Stored records
* begin *
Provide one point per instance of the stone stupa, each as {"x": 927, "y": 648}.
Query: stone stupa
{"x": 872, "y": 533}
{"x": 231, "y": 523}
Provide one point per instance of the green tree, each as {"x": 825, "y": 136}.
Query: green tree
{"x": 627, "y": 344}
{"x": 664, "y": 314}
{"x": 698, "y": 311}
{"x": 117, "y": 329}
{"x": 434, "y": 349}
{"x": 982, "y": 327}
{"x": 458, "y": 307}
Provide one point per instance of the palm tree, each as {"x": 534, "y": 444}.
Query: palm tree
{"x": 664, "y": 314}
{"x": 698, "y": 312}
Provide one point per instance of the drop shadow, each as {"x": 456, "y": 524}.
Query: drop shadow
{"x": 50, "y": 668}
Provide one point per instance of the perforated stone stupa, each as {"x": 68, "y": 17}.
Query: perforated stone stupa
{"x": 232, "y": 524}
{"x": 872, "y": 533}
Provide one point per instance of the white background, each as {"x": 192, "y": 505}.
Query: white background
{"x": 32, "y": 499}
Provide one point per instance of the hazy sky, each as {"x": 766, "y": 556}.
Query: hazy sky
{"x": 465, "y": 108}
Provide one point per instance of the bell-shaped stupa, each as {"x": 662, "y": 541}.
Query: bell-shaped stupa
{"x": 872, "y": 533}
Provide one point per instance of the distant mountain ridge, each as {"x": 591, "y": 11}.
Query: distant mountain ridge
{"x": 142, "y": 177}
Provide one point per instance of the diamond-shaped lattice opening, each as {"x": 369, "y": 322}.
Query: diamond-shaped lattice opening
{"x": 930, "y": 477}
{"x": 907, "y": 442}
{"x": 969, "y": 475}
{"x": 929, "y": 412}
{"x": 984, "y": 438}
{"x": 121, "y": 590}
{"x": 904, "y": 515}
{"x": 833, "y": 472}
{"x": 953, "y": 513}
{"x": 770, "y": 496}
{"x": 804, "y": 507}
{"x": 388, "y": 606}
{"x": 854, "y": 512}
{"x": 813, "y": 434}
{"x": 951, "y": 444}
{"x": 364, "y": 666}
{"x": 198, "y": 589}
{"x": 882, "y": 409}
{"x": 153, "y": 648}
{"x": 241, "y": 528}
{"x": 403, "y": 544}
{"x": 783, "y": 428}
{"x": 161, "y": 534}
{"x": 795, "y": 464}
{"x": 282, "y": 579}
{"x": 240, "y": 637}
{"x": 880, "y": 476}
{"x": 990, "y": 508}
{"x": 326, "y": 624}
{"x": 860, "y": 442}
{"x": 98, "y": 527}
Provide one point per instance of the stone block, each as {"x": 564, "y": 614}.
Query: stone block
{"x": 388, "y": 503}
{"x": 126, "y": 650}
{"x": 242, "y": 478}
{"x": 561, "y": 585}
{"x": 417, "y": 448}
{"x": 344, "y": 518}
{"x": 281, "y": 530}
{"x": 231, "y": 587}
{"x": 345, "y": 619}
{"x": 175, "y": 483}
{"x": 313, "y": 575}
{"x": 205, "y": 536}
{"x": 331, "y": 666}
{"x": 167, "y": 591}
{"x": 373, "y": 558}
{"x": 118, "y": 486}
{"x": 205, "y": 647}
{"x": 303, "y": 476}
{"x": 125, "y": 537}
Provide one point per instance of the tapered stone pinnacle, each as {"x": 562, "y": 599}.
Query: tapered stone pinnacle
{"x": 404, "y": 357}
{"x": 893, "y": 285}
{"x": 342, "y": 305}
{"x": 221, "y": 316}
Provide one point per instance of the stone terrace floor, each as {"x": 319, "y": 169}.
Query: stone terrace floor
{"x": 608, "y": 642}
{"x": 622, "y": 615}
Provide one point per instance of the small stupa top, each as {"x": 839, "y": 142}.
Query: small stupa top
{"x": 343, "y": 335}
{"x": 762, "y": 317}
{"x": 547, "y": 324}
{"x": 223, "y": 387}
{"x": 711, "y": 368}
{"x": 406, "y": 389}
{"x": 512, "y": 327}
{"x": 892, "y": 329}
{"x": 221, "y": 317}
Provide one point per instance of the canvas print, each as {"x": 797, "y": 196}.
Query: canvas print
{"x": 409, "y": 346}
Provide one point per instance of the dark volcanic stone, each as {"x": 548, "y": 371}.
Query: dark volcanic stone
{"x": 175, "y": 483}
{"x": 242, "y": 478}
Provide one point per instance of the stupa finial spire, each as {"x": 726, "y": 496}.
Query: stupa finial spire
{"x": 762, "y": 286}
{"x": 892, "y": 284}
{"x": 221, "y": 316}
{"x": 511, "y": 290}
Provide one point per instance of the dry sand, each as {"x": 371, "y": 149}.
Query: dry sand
* end *
**Problem details:** Write out every entry above, word for word.

**Result of the task:**
Provide one point per instance of the stone stupa, each as {"x": 927, "y": 648}.
Query: stone stupa
{"x": 872, "y": 533}
{"x": 231, "y": 523}
Provide one point per instance of the green tree, each as {"x": 825, "y": 136}.
Query: green tree
{"x": 627, "y": 344}
{"x": 664, "y": 314}
{"x": 698, "y": 311}
{"x": 117, "y": 329}
{"x": 434, "y": 349}
{"x": 982, "y": 327}
{"x": 458, "y": 307}
Provide one point per instance of the palm tree, each as {"x": 534, "y": 444}.
Query: palm tree
{"x": 664, "y": 314}
{"x": 698, "y": 312}
Provide one point per instance of the drop shadow, each as {"x": 456, "y": 524}.
Query: drop shadow
{"x": 50, "y": 668}
Provide one point per instance of the perforated stone stupa, each as {"x": 68, "y": 17}.
Query: perforated stone stupa
{"x": 232, "y": 524}
{"x": 872, "y": 533}
Provide one point per instance of the white background, each as {"x": 192, "y": 505}.
Query: white background
{"x": 32, "y": 499}
Provide one point per instance of the hazy sky, each as {"x": 766, "y": 556}.
Query: hazy sky
{"x": 465, "y": 108}
Provide one point per instance of the bell-shaped stupa, each as {"x": 662, "y": 541}.
Query: bell-shaped stupa
{"x": 872, "y": 533}
Provide one point per instance of the distant mountain ridge, each as {"x": 591, "y": 11}.
Query: distant mountain ridge
{"x": 142, "y": 177}
Provide one point per instance of the diamond-shaped lattice opening, each as {"x": 369, "y": 322}.
Query: diamond-shaped lattice opening
{"x": 930, "y": 477}
{"x": 907, "y": 442}
{"x": 969, "y": 475}
{"x": 929, "y": 412}
{"x": 984, "y": 438}
{"x": 121, "y": 590}
{"x": 904, "y": 515}
{"x": 833, "y": 472}
{"x": 953, "y": 513}
{"x": 770, "y": 496}
{"x": 804, "y": 507}
{"x": 388, "y": 606}
{"x": 854, "y": 512}
{"x": 813, "y": 434}
{"x": 951, "y": 444}
{"x": 364, "y": 666}
{"x": 198, "y": 589}
{"x": 882, "y": 409}
{"x": 153, "y": 648}
{"x": 241, "y": 528}
{"x": 403, "y": 544}
{"x": 783, "y": 428}
{"x": 161, "y": 534}
{"x": 795, "y": 464}
{"x": 282, "y": 579}
{"x": 240, "y": 637}
{"x": 880, "y": 476}
{"x": 990, "y": 508}
{"x": 326, "y": 624}
{"x": 860, "y": 442}
{"x": 98, "y": 527}
Provide one point per instance of the stone block, each as {"x": 564, "y": 614}.
Query: stone block
{"x": 388, "y": 503}
{"x": 126, "y": 650}
{"x": 242, "y": 478}
{"x": 561, "y": 585}
{"x": 417, "y": 448}
{"x": 344, "y": 518}
{"x": 281, "y": 530}
{"x": 231, "y": 587}
{"x": 345, "y": 619}
{"x": 175, "y": 483}
{"x": 313, "y": 575}
{"x": 205, "y": 536}
{"x": 331, "y": 666}
{"x": 167, "y": 591}
{"x": 373, "y": 558}
{"x": 118, "y": 486}
{"x": 205, "y": 647}
{"x": 303, "y": 476}
{"x": 125, "y": 537}
Provide one point per instance of the tapered stone pinnacle, each as {"x": 562, "y": 599}.
Query: tapered stone pinnacle
{"x": 404, "y": 357}
{"x": 893, "y": 285}
{"x": 342, "y": 305}
{"x": 221, "y": 316}
Provide one point per instance of the stone terrace floor, each as {"x": 319, "y": 169}.
Query: stone terrace floor
{"x": 608, "y": 642}
{"x": 622, "y": 615}
Provide one point per instance of the small stupa top, each as {"x": 839, "y": 142}.
Query: small stupa top
{"x": 343, "y": 335}
{"x": 762, "y": 317}
{"x": 547, "y": 324}
{"x": 223, "y": 387}
{"x": 711, "y": 368}
{"x": 406, "y": 389}
{"x": 512, "y": 327}
{"x": 892, "y": 329}
{"x": 221, "y": 317}
Provide one point per instance of the canvas print, each as {"x": 797, "y": 196}.
Query: canvas print
{"x": 409, "y": 346}
Provide one point per instance of the dark volcanic stone, each as {"x": 548, "y": 371}.
Query: dark volcanic stone
{"x": 175, "y": 483}
{"x": 242, "y": 478}
Provide one point per instance of the stupa finial spire, each as {"x": 726, "y": 496}.
Query: stupa finial spire
{"x": 762, "y": 286}
{"x": 892, "y": 284}
{"x": 221, "y": 316}
{"x": 511, "y": 290}
Provide one point per instance of the dry sand, each as {"x": 371, "y": 149}.
Query: dry sand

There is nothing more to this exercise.